━━ Supplied material ━━
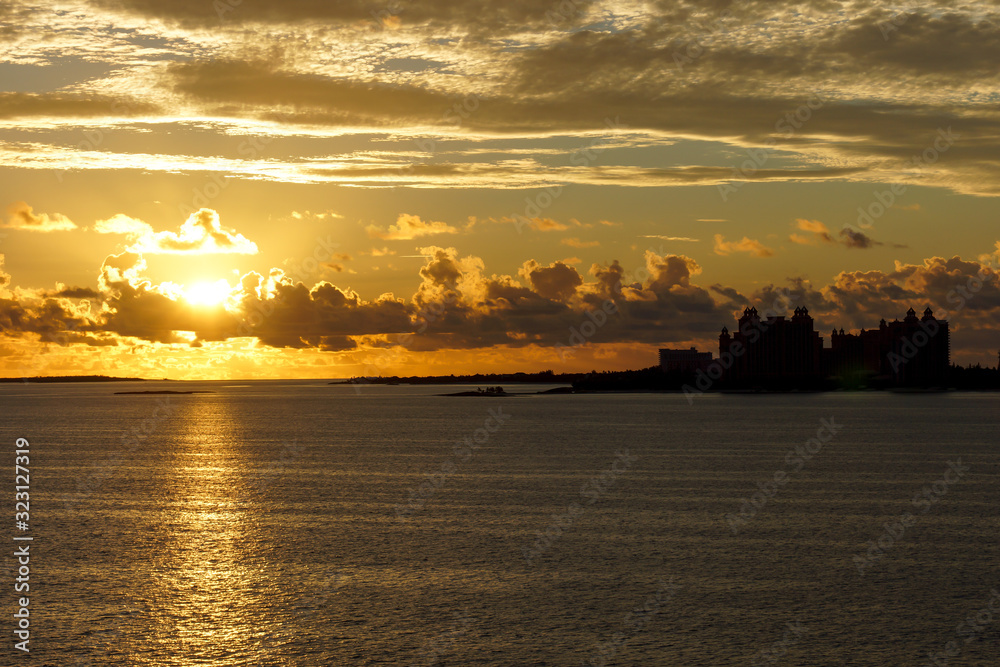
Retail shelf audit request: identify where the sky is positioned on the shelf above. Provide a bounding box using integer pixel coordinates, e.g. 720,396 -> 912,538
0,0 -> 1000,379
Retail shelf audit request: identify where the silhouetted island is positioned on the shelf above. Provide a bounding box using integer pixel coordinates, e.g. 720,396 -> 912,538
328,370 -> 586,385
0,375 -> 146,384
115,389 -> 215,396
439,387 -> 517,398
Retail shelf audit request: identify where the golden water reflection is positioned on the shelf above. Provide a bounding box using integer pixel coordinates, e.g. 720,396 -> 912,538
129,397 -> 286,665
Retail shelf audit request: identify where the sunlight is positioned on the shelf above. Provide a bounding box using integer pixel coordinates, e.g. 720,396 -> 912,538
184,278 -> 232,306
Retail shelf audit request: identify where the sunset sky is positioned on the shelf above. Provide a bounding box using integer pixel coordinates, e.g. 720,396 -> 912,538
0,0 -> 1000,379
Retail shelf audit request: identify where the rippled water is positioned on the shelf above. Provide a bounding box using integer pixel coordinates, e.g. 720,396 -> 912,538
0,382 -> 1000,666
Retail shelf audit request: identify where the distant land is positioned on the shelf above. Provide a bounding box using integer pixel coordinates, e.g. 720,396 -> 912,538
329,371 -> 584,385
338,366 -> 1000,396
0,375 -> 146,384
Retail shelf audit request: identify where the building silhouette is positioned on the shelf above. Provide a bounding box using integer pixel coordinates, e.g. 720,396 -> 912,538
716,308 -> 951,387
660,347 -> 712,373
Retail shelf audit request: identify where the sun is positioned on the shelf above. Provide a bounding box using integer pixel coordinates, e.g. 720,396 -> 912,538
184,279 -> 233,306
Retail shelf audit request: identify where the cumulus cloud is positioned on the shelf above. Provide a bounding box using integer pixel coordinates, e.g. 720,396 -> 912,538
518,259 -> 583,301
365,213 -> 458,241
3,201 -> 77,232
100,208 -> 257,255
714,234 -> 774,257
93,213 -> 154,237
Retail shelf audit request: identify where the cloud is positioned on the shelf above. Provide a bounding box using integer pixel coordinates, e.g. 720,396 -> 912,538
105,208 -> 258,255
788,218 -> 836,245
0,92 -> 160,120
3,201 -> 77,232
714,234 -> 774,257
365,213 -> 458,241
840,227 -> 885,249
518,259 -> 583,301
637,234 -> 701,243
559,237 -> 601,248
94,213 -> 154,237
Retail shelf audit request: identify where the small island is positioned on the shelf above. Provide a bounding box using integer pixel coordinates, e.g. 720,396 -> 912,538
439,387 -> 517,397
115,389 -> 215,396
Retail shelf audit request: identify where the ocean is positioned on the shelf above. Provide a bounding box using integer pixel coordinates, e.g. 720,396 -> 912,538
━━━
What is needed
Go back to the data above and please quote exactly, and only, the lines from the line with "Retail shelf audit request: identify where the sunset" through its last line.

Written response
Retail shelf audit request: identify where the sunset sky is positioned on the shelf above. Provide a bounding box using integer pixel coordinates, e.g. 720,396 -> 912,538
0,0 -> 1000,379
Retail shelf audit request: identify where the rippled water is positioned on the shelf above. Provide a bounding box using integer pixel coordinates, e.g. 720,396 -> 912,538
0,382 -> 1000,666
Retail shelf audit request: identify where the distant land is positioned on the shelf above. Provide a bounding box using integer pixel coordinates, e.g. 720,396 -> 912,538
329,371 -> 584,385
338,366 -> 1000,396
0,375 -> 146,384
Retail shelf audit request: identify where the building silhouette is positioned on the shelf above. Provide a bounding box using integer pixel coordinates, e.g. 720,396 -> 912,538
716,308 -> 951,387
660,347 -> 712,373
Retail shelf audit request: identify where the sun is positioned on the shelf above. Provide a bounding box using integer pixel coordinates, e.g. 720,396 -> 912,538
184,279 -> 233,306
Retail shelf audit request: identify where the cumulus cloud is positioned on the shelf above. Provide a bounding box using integer pixel coordinates, e.g. 720,396 -> 912,538
518,259 -> 583,301
365,213 -> 458,241
3,201 -> 77,232
100,208 -> 257,255
714,234 -> 774,257
93,213 -> 154,237
Retail shelf audit request: identify where the cloud is positioned on the shelf above. Provide a bounding box using integer pixel coordinates, e.g. 720,396 -> 912,538
105,208 -> 258,255
788,218 -> 836,245
0,92 -> 160,120
3,201 -> 77,232
714,234 -> 774,257
365,213 -> 458,241
840,227 -> 885,249
518,259 -> 583,301
637,234 -> 701,243
559,237 -> 601,248
94,213 -> 154,237
Retail shelf audit request: identify where the small island is positioned on the shelf above. Provide a bounding box using integer pixel coordinates, e.g. 720,396 -> 912,538
439,387 -> 517,397
115,389 -> 215,396
Retail shelf audit request: identify where the ocean is positioned on the shelf above. Provide a bounding box using integer pixel coordinates, e.g. 720,396 -> 912,538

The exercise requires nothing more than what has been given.